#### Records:
# # # # #
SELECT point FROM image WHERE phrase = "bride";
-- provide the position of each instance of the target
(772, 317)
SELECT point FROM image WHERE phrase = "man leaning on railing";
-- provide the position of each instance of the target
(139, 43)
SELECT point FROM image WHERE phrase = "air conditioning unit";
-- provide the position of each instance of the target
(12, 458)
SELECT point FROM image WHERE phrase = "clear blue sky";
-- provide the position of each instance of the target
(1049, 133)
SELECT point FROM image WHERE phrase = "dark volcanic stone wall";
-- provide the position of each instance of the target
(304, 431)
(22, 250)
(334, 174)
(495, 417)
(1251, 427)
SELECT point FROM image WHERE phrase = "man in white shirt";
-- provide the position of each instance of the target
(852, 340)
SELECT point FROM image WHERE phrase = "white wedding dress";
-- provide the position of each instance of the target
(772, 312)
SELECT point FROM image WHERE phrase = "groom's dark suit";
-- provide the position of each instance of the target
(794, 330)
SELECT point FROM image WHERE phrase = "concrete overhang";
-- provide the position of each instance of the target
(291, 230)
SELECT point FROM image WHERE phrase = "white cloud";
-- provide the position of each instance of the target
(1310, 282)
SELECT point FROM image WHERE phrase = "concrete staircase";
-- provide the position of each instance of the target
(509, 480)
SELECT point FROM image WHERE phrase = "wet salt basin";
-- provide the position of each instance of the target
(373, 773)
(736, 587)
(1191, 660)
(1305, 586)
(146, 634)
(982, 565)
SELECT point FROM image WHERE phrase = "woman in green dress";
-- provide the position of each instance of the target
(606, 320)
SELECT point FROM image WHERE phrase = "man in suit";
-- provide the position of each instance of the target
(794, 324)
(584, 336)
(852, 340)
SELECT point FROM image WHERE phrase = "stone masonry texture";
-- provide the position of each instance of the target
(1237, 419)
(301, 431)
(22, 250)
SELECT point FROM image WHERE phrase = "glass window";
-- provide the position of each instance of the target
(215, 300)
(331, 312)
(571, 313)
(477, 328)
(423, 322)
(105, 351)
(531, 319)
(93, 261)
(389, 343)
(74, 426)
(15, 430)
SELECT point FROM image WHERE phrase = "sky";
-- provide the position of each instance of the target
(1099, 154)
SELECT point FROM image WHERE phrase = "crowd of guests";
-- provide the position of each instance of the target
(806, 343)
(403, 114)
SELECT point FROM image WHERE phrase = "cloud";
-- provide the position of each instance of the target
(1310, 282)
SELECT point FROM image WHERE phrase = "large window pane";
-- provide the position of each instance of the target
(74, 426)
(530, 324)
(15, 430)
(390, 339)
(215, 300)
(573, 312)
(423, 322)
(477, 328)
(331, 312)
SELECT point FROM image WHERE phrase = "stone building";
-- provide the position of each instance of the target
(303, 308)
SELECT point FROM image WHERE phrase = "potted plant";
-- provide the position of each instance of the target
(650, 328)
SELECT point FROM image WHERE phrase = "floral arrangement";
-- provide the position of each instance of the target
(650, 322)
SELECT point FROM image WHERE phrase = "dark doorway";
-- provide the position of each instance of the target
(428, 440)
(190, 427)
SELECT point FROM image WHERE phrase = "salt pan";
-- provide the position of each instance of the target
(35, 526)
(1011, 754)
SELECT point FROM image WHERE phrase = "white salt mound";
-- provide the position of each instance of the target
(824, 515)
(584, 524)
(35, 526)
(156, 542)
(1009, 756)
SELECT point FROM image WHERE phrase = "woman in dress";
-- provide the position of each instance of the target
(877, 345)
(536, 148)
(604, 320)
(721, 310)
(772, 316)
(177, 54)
# # # # #
#### THE PROBLEM:
Type the whole listing again, unaltered.

#### EXERCISE SOLUTION:
SELECT point FROM image WHERE phrase = "bride";
-- provide the position of each instance of the target
(772, 317)
SELECT point FROM image WHERE phrase = "man leaning on railing";
-- provide the position of each instance of the target
(139, 43)
SELECT point FROM image WHERE phrase = "air conditioning unit";
-- provide the position of each instance of the target
(12, 458)
SELECT point FROM image WHERE phrase = "clear blue sky";
-- provide the position of each instance of the target
(1049, 133)
SELECT point FROM image WHERE phrase = "dark volcanic stone wall";
-- provide the position of each instance of the target
(304, 431)
(22, 250)
(334, 174)
(495, 417)
(1251, 427)
SELECT point FROM image WHERE phrase = "man in white shirt";
-- provide the position of each instance of the target
(852, 340)
SELECT point FROM image WHERE phrase = "white wedding dress";
-- provide the position of each instance of the target
(772, 312)
SELECT point FROM image WHERE phrase = "groom's dark suit";
-- provide the position of each instance of the target
(794, 330)
SELECT point FROM image WHERE phrase = "concrete overhang";
-- provide the position of each instance of the target
(291, 230)
SELECT point FROM image WHERE phrase = "white cloud";
-- provide the position of each instance of the target
(1310, 282)
SELECT point FROM image WHERE phrase = "concrete staircase";
-- provide the position of each instance of the target
(509, 480)
SELECT point FROM image WHERE phrase = "wet salt basin";
-- provide the position of each instance of the target
(373, 773)
(736, 587)
(1191, 660)
(1305, 586)
(146, 634)
(982, 565)
SELECT point FROM image WHERE phrase = "woman in green dress";
-- provide the position of each instance of the target
(606, 320)
SELECT point FROM image WHERE phrase = "man in suit";
-- provide the position of each instance of the target
(794, 324)
(584, 336)
(852, 340)
SELECT point FROM image WHERE phrase = "stone masonry texture";
-- provide the position of each instance of the target
(1237, 419)
(301, 431)
(22, 250)
SELECT point FROM image WHERE phrase = "glass window";
-- provide the position of each instance of the target
(215, 300)
(331, 312)
(571, 313)
(477, 328)
(423, 322)
(105, 351)
(531, 319)
(93, 261)
(389, 343)
(74, 426)
(15, 430)
SELECT point FROM image WHERE phrase = "sky";
-- provide the position of each instance of the target
(1099, 154)
SELECT point FROM image WHERE phrase = "crowd of guests";
-- provide the position of each instance of the target
(806, 343)
(403, 114)
SELECT point FROM image WHERE phrase = "cloud";
-- provide the position of each instance of the target
(1310, 282)
SELECT point FROM image WHERE phrase = "large window pane";
-- provide the position of each instance of the target
(74, 426)
(530, 324)
(15, 430)
(390, 339)
(215, 300)
(573, 312)
(423, 322)
(477, 328)
(331, 312)
SELECT point FROM image WHERE phrase = "stone building";
-- provide the position of each instance of the target
(303, 308)
SELECT point FROM image WHERE phrase = "potted plant";
-- provide the position of each instance of the target
(650, 328)
SELECT point FROM image WHERE phrase = "floral arrangement";
-- provide the position of each instance of the target
(650, 322)
SELECT point FROM image WHERE phrase = "dark doorway";
-- provide the position of each instance of the target
(428, 440)
(190, 427)
SELECT point FROM image WHERE phrase = "salt pan";
-- provide the position of each instance of the target
(35, 526)
(1011, 754)
SELECT point FROM image WHERE phrase = "white salt mound";
-- provide the position of each instance of the target
(824, 515)
(584, 524)
(35, 526)
(156, 542)
(1009, 756)
SELECT point FROM image WHERE phrase = "woman in dress";
-- provide the position of each instance of the target
(877, 345)
(536, 148)
(604, 320)
(721, 310)
(772, 316)
(177, 54)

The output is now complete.